***** Items
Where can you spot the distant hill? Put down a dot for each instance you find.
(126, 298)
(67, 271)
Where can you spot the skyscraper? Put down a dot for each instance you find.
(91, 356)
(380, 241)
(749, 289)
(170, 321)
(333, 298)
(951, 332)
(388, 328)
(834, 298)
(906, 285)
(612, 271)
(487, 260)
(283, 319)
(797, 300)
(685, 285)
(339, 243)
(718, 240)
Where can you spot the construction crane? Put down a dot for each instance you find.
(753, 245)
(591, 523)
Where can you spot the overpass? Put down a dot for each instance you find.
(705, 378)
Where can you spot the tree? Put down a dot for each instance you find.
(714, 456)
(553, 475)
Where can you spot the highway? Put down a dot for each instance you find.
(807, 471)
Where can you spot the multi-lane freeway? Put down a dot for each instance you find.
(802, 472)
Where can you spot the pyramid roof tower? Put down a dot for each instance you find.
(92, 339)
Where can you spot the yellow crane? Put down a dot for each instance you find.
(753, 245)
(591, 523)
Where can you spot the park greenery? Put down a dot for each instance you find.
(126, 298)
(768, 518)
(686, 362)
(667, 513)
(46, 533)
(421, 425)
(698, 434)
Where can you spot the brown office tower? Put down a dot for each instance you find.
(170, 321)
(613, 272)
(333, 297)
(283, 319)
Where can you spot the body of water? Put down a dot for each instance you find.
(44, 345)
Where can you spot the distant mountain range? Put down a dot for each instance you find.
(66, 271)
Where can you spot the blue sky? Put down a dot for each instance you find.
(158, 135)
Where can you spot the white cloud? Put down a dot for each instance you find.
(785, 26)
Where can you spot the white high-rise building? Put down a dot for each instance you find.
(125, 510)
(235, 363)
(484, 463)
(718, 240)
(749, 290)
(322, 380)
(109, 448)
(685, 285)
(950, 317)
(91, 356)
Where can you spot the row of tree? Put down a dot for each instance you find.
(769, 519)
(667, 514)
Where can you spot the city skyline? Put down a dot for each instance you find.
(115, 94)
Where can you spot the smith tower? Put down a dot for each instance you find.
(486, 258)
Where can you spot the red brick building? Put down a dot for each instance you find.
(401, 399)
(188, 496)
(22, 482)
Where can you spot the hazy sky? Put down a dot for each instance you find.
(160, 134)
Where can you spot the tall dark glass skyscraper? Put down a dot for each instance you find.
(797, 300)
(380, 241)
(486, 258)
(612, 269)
**********
Reproduce all of the records above verbatim.

In response -
Where can you spot the distant hill? Put down a dot for each instance you find.
(126, 298)
(67, 271)
Where can you spot the skyscraper? Put down a dot for each instance you find.
(91, 356)
(380, 241)
(749, 289)
(170, 321)
(333, 298)
(951, 332)
(388, 328)
(834, 298)
(906, 285)
(612, 271)
(487, 260)
(283, 319)
(797, 300)
(685, 285)
(339, 243)
(718, 240)
Where can you spot the construction crane? Put down a dot for each instance you find.
(753, 245)
(591, 523)
Where can you spot the overpass? Put down a dot for each instance you find.
(705, 378)
Where can you spot the tree? Put down a dot for each instance you find.
(714, 456)
(553, 475)
Where can you spot the highway? Put down a dot for each instance you find.
(807, 471)
Where can you spot the multi-lane freeway? Put down a dot for each instance you find.
(802, 472)
Where can you spot the pyramid roof tower? Put down a dot for each instance you find.
(92, 339)
Where can you spot the yellow crane? Put down a dot for each instance you find.
(753, 245)
(591, 523)
Where can you spot the park greenery? Put down a dot for each instance you find.
(126, 298)
(768, 518)
(686, 362)
(667, 513)
(46, 533)
(421, 425)
(698, 434)
Where can you spot the brown office tower? Put down a dot for each instance you find.
(170, 321)
(613, 272)
(333, 297)
(283, 319)
Where can you spot the body of water? Put down a dot for each instance you find.
(44, 345)
Where can you spot the distant mountain range? Put down a dot for each instance you find.
(66, 271)
Where can you spot the blue sky? Put down a dot for each instance you find.
(158, 135)
Where can you spot the white cloud? Put down a dot for each instance you find.
(785, 26)
Where can you spot the white high-rise building? Put down a dot for each instance you find.
(125, 510)
(235, 363)
(484, 463)
(718, 240)
(749, 290)
(322, 380)
(109, 448)
(685, 285)
(950, 317)
(91, 356)
Where can you spot the row of tree? Put down a dot for each instance you find.
(769, 519)
(667, 514)
Where can you spot the city skyline? Put down a dot for each instance you find.
(115, 94)
Where can you spot the smith tower? Put down a dot for each instance you find.
(486, 258)
Where can you spot the red brick building? Put down a dot for each instance you find.
(401, 399)
(188, 496)
(22, 482)
Where can you spot the hazy sky? Put down a dot for each instance you find.
(160, 134)
Where can you spot the tall dark glass skyscraper? Put down a dot for each instance you find.
(797, 300)
(380, 241)
(486, 258)
(612, 269)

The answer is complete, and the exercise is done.